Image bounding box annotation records
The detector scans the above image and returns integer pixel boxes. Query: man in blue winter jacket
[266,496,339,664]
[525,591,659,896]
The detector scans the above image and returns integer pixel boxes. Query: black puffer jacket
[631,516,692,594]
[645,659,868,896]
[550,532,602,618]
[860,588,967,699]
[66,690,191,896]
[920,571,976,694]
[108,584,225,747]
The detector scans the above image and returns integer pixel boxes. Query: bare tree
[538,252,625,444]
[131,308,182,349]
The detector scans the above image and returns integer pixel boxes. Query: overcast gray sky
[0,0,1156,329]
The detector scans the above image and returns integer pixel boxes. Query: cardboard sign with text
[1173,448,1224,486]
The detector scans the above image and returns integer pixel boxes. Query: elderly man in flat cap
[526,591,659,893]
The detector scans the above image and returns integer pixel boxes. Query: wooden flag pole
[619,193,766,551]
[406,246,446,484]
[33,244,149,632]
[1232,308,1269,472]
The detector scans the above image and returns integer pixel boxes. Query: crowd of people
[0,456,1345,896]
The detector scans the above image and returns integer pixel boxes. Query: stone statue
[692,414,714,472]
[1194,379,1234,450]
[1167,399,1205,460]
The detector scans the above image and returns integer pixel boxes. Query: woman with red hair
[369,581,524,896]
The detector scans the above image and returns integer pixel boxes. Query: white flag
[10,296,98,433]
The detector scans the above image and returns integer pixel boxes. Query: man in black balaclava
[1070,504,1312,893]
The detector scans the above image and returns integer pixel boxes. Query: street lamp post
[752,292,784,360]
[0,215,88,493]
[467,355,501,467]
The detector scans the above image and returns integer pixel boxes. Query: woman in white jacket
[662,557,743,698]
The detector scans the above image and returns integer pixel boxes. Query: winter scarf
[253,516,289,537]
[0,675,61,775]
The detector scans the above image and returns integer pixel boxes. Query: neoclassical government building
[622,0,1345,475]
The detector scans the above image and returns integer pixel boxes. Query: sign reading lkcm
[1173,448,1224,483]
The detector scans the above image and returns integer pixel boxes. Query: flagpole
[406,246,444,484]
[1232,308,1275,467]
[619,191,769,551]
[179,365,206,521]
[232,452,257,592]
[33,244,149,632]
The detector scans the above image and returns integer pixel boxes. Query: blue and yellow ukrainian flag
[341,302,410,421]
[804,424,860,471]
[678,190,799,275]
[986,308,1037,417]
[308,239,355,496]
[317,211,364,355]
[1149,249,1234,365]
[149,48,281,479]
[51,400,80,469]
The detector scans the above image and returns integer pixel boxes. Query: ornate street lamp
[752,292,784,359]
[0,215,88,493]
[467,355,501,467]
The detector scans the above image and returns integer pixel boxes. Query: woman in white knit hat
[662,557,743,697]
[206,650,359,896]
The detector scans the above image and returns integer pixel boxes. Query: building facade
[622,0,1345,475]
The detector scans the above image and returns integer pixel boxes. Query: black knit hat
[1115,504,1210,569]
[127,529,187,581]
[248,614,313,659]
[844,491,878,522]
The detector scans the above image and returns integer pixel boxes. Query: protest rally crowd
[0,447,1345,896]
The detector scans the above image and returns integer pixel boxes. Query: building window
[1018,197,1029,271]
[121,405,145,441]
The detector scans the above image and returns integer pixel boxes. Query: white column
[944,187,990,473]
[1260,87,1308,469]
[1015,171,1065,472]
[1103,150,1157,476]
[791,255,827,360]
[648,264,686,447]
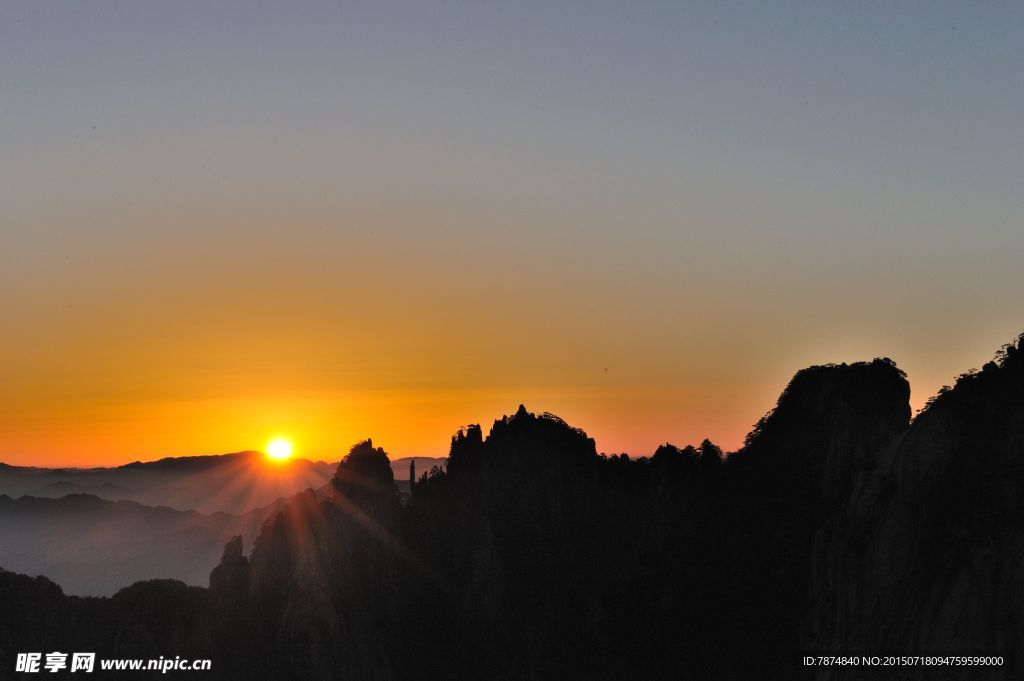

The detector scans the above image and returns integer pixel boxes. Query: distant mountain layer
[6,337,1024,681]
[0,494,284,596]
[0,452,337,515]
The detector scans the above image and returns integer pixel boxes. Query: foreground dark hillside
[0,333,1024,680]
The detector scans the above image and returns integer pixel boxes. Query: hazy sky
[0,1,1024,465]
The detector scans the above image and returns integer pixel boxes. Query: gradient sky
[0,1,1024,465]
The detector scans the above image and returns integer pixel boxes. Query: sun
[266,437,292,461]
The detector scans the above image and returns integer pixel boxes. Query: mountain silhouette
[0,339,1024,680]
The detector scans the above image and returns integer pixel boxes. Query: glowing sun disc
[266,437,292,461]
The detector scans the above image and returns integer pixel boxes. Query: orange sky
[0,3,1024,465]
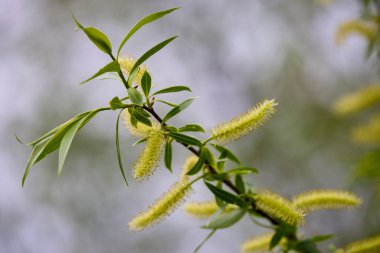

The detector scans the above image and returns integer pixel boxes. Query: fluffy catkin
[293,190,361,213]
[183,200,237,219]
[256,192,304,226]
[118,57,146,86]
[333,83,380,115]
[129,180,191,230]
[345,236,380,253]
[133,130,165,181]
[335,20,377,45]
[121,110,160,138]
[352,115,380,144]
[240,233,273,253]
[211,99,277,144]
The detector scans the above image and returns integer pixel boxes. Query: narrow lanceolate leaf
[178,124,205,133]
[26,111,90,146]
[58,117,86,175]
[127,36,177,83]
[226,167,258,175]
[117,8,178,56]
[72,15,112,54]
[186,149,206,176]
[153,86,191,95]
[80,61,120,84]
[203,209,246,229]
[115,110,128,185]
[128,88,143,105]
[212,144,240,164]
[161,98,194,124]
[141,71,152,97]
[164,142,173,172]
[205,183,247,207]
[169,132,202,146]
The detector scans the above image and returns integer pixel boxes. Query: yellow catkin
[118,57,146,86]
[183,200,237,219]
[180,156,199,180]
[133,130,165,181]
[211,99,277,144]
[345,236,380,253]
[352,115,380,144]
[121,110,160,138]
[256,192,304,226]
[293,190,362,213]
[129,181,191,230]
[333,83,380,115]
[240,233,273,253]
[335,20,377,45]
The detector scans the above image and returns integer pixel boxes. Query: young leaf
[152,86,191,96]
[161,98,194,124]
[58,117,86,175]
[80,61,120,84]
[235,175,245,193]
[128,87,143,105]
[186,149,206,176]
[72,14,112,55]
[131,109,152,126]
[117,8,178,57]
[109,97,125,110]
[202,209,246,229]
[169,132,202,147]
[115,110,128,185]
[226,167,258,175]
[141,71,152,97]
[165,142,173,172]
[205,183,247,207]
[212,144,240,164]
[269,224,287,249]
[127,36,177,84]
[178,124,206,133]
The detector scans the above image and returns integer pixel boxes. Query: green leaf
[141,71,152,98]
[132,137,148,147]
[152,86,191,96]
[58,117,86,175]
[235,175,245,193]
[178,124,206,133]
[80,61,120,84]
[155,99,178,107]
[117,8,178,57]
[205,182,247,208]
[21,142,48,187]
[186,149,206,176]
[26,111,90,146]
[109,97,125,110]
[115,110,128,186]
[128,87,143,105]
[203,209,246,229]
[131,109,152,126]
[269,225,286,250]
[161,98,194,124]
[169,132,202,147]
[127,36,177,84]
[226,167,258,175]
[165,142,173,172]
[212,144,240,164]
[72,14,112,55]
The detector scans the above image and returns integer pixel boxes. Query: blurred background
[0,0,380,253]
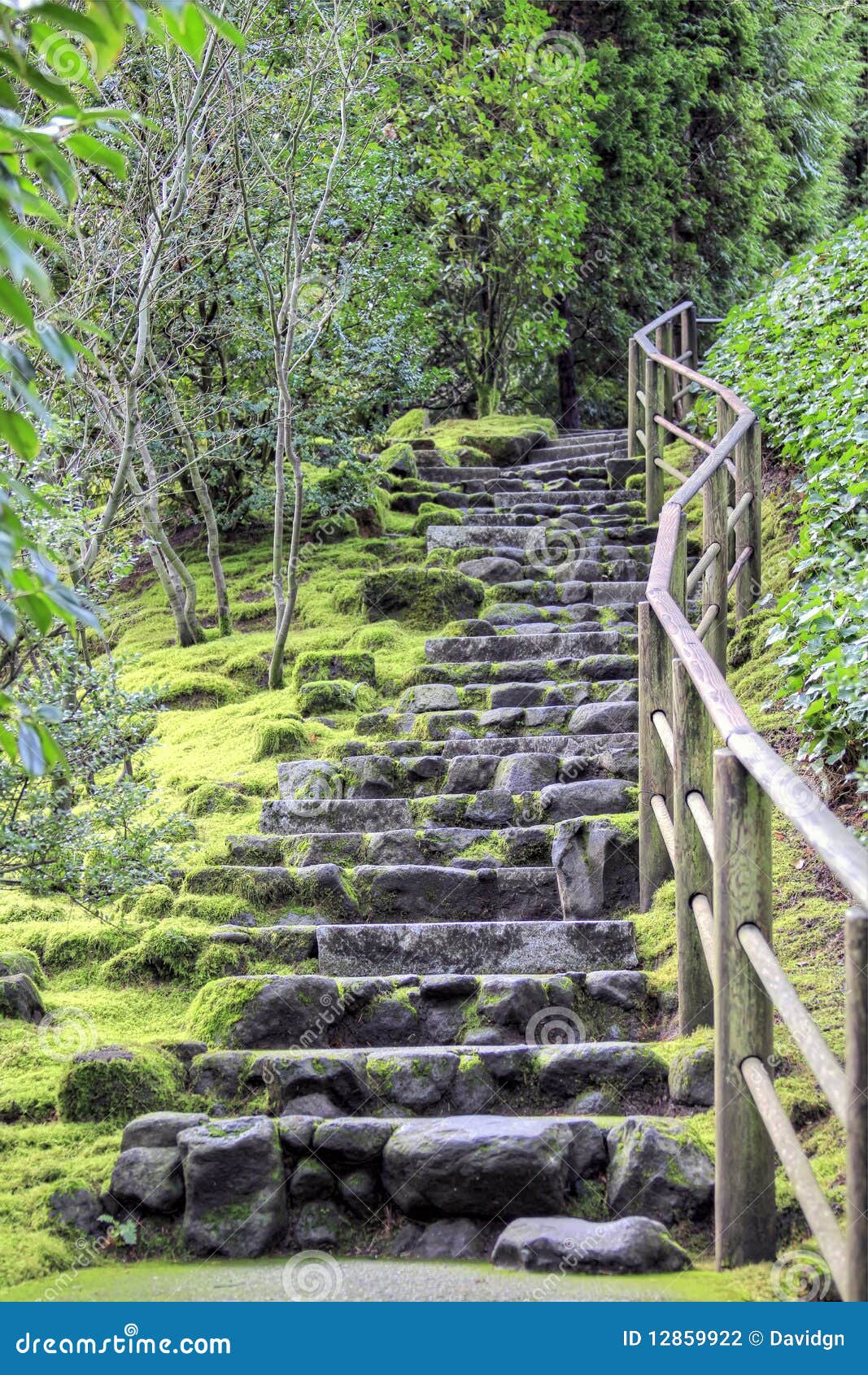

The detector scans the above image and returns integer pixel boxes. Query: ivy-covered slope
[705,217,868,788]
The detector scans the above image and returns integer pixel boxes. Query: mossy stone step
[425,627,635,664]
[260,780,635,836]
[408,648,639,688]
[189,1039,669,1118]
[227,827,554,867]
[316,920,639,976]
[189,969,652,1050]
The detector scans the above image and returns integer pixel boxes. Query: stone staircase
[105,432,713,1271]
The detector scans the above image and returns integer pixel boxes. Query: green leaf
[0,407,40,459]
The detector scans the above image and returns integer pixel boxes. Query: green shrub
[253,716,308,761]
[58,1048,183,1122]
[293,649,377,688]
[707,219,868,784]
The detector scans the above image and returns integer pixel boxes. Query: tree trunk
[151,355,233,635]
[557,295,582,430]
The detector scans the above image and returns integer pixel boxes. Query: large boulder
[382,1116,572,1218]
[177,1116,287,1257]
[110,1146,185,1213]
[607,1118,714,1222]
[491,1217,691,1275]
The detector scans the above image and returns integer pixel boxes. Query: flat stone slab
[316,921,639,975]
[491,1217,691,1275]
[186,969,649,1050]
[186,1045,668,1122]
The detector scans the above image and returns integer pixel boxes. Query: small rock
[408,1217,492,1261]
[0,974,46,1022]
[294,1199,341,1251]
[669,1045,714,1108]
[491,1217,691,1275]
[289,1159,334,1203]
[110,1146,185,1213]
[607,1118,714,1222]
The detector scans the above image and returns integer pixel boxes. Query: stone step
[329,731,639,770]
[189,1041,669,1118]
[109,1111,714,1259]
[278,737,637,803]
[225,825,554,867]
[412,648,639,688]
[425,626,635,664]
[260,780,637,836]
[316,920,639,976]
[190,969,653,1050]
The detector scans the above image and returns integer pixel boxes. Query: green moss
[187,979,268,1046]
[0,946,46,989]
[58,1050,183,1122]
[412,502,464,535]
[386,407,428,439]
[293,649,377,688]
[253,716,308,759]
[185,783,245,817]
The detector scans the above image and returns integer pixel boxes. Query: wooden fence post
[645,357,663,526]
[736,421,762,620]
[717,396,736,572]
[701,464,729,676]
[627,339,639,458]
[639,602,671,911]
[673,659,714,1036]
[842,907,868,1303]
[714,749,776,1269]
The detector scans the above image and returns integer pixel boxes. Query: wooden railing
[629,301,868,1301]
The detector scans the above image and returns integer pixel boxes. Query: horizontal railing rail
[627,301,868,1301]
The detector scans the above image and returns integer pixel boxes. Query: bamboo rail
[627,301,868,1302]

DIRECTIVE >>
Render the lines above, from the first one through the line containing "[525,591,659,896]", inclusive, as a JSON list of strings with one string per line and blank lines omitted.

ANSWER TO THIS EXERCISE >>
[
  "The detector scans the above image and returns integer pixel boxes. Query: man in blue winter jacket",
  "[266,496,339,664]",
  "[525,591,659,896]"
]